**BRONTEKST:**
# # # # # # #

ECLI:NL:CRVB:2017:2115

Centrale Raad van Beroep

Datum uitspraak
24 mei 2017
Publicatiedatum
14 juni 2017
Zaaknummer
16/6056 WSF
Instantie
Centrale Raad van Beroep
Type
Uitspraak
Rechtsgebied
Bestuursrecht; Socialezekerheidsrecht
Procedures
  • Hoger beroep
Rechters
Vindplaatsen
  • Rechtspraak.nl
AI samenvatting door LexboostAutomatisch gegenereerd

Afwijzing herhaalde aanvraag studiefinanciering op basis van gewijzigde inschrijving in de gemeentelijke basisadministratie

In deze zaak heeft de Centrale Raad van Beroep op 24 mei 2017 uitspraak gedaan in hoger beroep tegen een eerdere uitspraak van de rechtbank Gelderland. De zaak betreft een herhaalde aanvraag van appellante voor uitwonendenstudiefinanciering over de maanden april 2012 tot en met juni 2012. Appellante had eerder aan de minister van Onderwijs, Cultuur en Wetenschap doorgegeven dat zij per 1 april 2012 thuiswonend was en later, op 25 juni 2012, dat zij per 1 juli 2012 weer uitwonend werd. De minister heeft de studiefinanciering daarop aangepast, maar appellante verzocht om alsnog uitwonendenstudiefinanciering voor de maanden waarin zij volgens haar niet thuiswonend was. De minister heeft dit verzoek afgewezen, omdat er geen nieuwe feiten of veranderde omstandigheden waren die een andere beslissing rechtvaardigden.

De Raad oordeelde dat de wijziging van de inschrijving in de gemeentelijke basisadministratie (gba) niet als nieuw gebleken feit kon worden aangemerkt, omdat appellante deze informatie zelf eerder had kunnen aanvoeren in de bezwaarprocedure tegen het besluit van 10 maart 2012. De Raad bevestigde de afwijzing van de herhaalde aanvraag en oordeelde dat de minister niet evident onredelijk had gehandeld door de aanvraag af te wijzen. De uitspraak van de rechtbank Gelderland werd bevestigd, en er werd geen veroordeling in proceskosten uitgesproken.

# # # # # # #

**BESCHIKBARE GEGEVENS:**

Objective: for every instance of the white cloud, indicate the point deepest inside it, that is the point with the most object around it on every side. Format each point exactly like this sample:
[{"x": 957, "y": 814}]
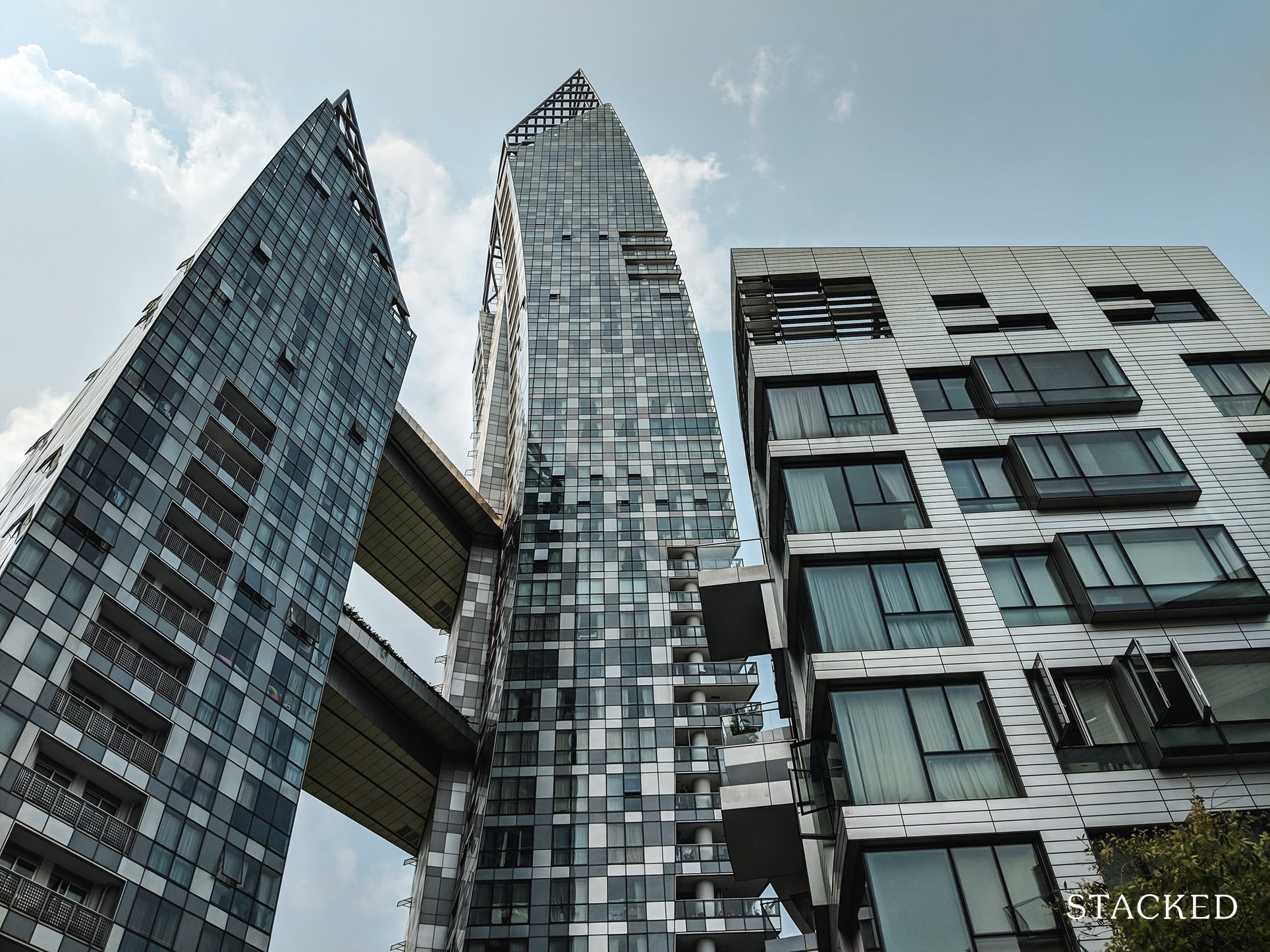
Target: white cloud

# # # # # # #

**OPDRACHT:**
Zet de tekst over de uitspraak van de Centrale Raad van Beroep over studiefinanciering voort, aansluitend op de laatste zin.

**ANTWOORD:**
Uitspraak

16/6056 WSF
Centrale Raad van Beroep
Enkelvoudige kamer
Uitspraak op het hoger beroep tegen de uitspraak van de rechtbank Gelderland van 15 september 2016, 15/3920 (aangevallen uitspraak)
Partijen:
[appellante] te [A.] (appellante)
de Minister van Onderwijs, Cultuur en Wetenschap (minister)
Datum uitspraak: 24 mei 2017
PROCESVERLOOP
Namens appellante heeft mr. N.W.F.M. Wohlgemuth Kitslaar, advocaat, hoger beroep ingesteld.
De minister heeft een verweerschrift ingediend.
Het onderzoek ter zitting heeft plaatsgevonden op 12 april 2017. Appellante is verschenen, bijgestaan door mr. Wohlgemuth Kitslaar. De minister heeft zich laten vertegenwoordigen door drs. P.M.S. Slagter.

OVERWEGINGEN

1.1.
De minister heeft, voor zover hier van belang, met ingang van 1 januari 2012 studiefinanciering op grond van de Wet studiefinanciering 2000 (Wsf 2000) aan appellante toegekend die is berekend naar de norm die geldt voor een uitwonende studerende. Appellante stond in die tijd in de gemeentelijke basisadministratie persoonsgegevens (gba) ingeschreven onder een adres in [B.] .
1.2.
Op 7 maart 2012 heeft appellante aan de minister doorgegeven dat zij vanaf 1 april 2012 weer thuiswonend wordt. Vervolgens heeft appellante zich in de gba ingeschreven onder het adres van haar ouders in [A.] . Naar aanleiding van de door appellante doorgegeven wijziging heeft de minister bij besluit van 10 maart 2012 de uitwonendenstudiefinanciering van appellante per 1 april 2012 omgezet in thuiswonendenstudiefinanciering. Appellante heeft geen rechtsmiddelen aangewend tegen het besluit van 10 maart 2012.
1.3.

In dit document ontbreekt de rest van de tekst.